Work required:
Your output should be the lines from the one with "of the dried" through the end of the entries below, set down word for word and nothing else.

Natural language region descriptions
* * * * * * *

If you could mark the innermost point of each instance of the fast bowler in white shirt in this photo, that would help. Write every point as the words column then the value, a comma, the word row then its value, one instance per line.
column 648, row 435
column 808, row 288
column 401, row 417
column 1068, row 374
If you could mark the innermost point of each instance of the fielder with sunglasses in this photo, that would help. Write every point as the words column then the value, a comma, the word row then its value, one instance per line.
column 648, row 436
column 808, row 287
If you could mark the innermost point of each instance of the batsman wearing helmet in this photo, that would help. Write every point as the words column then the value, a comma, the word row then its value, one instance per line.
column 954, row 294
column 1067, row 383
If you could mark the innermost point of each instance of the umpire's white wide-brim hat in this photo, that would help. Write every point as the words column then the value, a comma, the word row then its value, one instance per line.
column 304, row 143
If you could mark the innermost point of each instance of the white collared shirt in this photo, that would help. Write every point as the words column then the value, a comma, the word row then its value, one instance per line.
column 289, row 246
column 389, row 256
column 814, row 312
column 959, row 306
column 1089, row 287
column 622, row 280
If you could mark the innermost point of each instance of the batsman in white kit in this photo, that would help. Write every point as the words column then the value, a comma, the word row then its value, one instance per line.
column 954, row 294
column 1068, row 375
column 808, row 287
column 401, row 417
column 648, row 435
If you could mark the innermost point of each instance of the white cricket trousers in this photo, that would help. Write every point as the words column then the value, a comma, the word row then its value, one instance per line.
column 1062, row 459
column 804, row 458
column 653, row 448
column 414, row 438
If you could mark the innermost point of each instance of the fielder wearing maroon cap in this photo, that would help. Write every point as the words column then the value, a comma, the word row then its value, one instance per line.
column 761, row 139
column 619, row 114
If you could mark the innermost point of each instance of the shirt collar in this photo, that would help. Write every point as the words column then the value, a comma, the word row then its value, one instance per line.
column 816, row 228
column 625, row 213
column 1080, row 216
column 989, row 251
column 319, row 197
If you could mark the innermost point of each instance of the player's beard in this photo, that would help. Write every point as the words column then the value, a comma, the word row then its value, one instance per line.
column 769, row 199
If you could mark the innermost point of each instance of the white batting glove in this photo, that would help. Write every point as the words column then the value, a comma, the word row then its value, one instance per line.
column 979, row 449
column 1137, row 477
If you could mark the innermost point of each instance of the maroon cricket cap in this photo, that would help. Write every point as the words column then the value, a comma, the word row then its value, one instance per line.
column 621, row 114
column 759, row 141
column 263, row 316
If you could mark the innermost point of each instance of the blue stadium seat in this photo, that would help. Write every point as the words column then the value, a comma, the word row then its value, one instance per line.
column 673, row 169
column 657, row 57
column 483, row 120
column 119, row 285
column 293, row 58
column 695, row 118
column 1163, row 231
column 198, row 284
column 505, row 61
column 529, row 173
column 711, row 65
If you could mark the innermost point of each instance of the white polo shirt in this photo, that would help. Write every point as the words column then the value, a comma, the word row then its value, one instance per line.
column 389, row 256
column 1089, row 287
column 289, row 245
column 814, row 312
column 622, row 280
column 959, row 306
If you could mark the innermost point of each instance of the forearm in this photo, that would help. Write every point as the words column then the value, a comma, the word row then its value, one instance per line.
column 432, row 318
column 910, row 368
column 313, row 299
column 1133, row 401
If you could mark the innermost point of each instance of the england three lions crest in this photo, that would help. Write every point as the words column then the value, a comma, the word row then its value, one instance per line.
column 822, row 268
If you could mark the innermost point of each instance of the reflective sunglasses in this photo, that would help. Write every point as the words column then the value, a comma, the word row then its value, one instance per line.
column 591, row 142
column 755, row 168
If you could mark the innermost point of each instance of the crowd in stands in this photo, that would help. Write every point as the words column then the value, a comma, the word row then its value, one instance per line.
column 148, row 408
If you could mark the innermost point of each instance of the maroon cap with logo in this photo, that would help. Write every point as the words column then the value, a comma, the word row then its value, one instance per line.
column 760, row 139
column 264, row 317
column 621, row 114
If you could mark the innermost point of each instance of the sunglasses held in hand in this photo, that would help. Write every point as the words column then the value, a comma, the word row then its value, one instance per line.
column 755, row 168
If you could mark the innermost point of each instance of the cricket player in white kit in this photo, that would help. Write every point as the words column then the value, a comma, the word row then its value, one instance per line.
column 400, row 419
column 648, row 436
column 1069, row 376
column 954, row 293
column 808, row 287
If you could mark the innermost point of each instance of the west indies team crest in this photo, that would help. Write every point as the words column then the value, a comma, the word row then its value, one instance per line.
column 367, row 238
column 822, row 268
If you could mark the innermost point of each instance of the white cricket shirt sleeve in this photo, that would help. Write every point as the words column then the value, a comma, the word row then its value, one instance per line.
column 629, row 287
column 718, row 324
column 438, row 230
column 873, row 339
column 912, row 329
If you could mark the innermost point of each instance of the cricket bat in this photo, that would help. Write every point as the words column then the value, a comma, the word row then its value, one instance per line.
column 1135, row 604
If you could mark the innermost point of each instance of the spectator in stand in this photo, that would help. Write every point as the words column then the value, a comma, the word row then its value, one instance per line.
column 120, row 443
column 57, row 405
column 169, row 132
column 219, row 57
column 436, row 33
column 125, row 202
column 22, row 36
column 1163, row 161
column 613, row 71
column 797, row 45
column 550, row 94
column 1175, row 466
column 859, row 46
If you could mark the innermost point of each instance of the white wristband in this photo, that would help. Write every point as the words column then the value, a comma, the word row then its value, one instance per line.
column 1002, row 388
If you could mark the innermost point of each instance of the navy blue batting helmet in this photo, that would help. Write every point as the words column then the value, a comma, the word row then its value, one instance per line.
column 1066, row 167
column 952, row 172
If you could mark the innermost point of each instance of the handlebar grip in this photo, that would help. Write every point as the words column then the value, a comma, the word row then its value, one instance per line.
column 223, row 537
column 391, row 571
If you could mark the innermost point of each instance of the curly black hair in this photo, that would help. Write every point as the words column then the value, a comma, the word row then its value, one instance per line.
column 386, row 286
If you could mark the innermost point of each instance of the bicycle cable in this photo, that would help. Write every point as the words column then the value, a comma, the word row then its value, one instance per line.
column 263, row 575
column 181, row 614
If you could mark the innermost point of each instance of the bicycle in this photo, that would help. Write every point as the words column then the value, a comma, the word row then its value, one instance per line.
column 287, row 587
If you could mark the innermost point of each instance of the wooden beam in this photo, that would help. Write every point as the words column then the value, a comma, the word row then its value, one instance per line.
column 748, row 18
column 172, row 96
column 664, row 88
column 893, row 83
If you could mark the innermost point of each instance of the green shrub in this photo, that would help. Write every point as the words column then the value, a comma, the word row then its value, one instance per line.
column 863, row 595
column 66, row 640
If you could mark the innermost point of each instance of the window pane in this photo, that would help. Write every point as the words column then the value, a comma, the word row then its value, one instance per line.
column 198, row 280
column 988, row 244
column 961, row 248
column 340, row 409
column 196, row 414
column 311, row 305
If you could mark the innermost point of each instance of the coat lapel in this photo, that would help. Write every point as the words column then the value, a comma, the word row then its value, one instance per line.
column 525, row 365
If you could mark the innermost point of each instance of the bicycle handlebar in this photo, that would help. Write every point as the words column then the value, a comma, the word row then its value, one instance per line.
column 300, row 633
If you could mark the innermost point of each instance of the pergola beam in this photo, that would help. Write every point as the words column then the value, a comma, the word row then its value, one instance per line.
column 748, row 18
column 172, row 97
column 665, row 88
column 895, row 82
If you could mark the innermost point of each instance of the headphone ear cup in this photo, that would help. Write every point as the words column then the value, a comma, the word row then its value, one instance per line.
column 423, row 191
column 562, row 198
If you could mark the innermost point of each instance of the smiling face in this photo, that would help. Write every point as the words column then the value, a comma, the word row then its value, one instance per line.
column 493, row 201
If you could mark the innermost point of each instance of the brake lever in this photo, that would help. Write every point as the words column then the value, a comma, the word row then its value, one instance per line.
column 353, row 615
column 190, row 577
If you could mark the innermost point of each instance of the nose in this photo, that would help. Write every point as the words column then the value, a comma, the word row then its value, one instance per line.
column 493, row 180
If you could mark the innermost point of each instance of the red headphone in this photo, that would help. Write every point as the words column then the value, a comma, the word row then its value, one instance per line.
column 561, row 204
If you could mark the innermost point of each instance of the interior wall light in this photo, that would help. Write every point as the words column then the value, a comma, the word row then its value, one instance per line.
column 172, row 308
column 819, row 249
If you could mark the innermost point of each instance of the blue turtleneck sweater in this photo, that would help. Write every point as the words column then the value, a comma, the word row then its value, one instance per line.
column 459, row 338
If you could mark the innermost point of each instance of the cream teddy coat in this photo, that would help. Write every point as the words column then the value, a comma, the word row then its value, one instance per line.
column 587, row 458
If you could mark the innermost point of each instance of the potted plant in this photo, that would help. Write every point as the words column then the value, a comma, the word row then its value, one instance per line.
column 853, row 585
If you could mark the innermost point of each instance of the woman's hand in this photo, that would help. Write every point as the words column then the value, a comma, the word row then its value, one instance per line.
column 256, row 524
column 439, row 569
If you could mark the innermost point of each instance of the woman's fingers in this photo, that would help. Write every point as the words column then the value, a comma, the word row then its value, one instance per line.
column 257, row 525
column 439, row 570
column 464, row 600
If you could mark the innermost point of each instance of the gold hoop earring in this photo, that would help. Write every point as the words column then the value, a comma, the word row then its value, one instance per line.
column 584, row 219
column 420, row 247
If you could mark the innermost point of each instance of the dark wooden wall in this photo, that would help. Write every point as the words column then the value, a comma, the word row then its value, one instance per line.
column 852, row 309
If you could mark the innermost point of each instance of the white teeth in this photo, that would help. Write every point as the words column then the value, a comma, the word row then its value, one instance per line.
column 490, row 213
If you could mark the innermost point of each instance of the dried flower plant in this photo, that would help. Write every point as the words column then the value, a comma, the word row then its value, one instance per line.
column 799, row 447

* * * * * * *

Final answer:
If you could mark the innermost point of each instance of the dried flower plant in this photo, that would help. Write every point as the words column then the value, a comma, the word row then its value, one instance per line.
column 799, row 447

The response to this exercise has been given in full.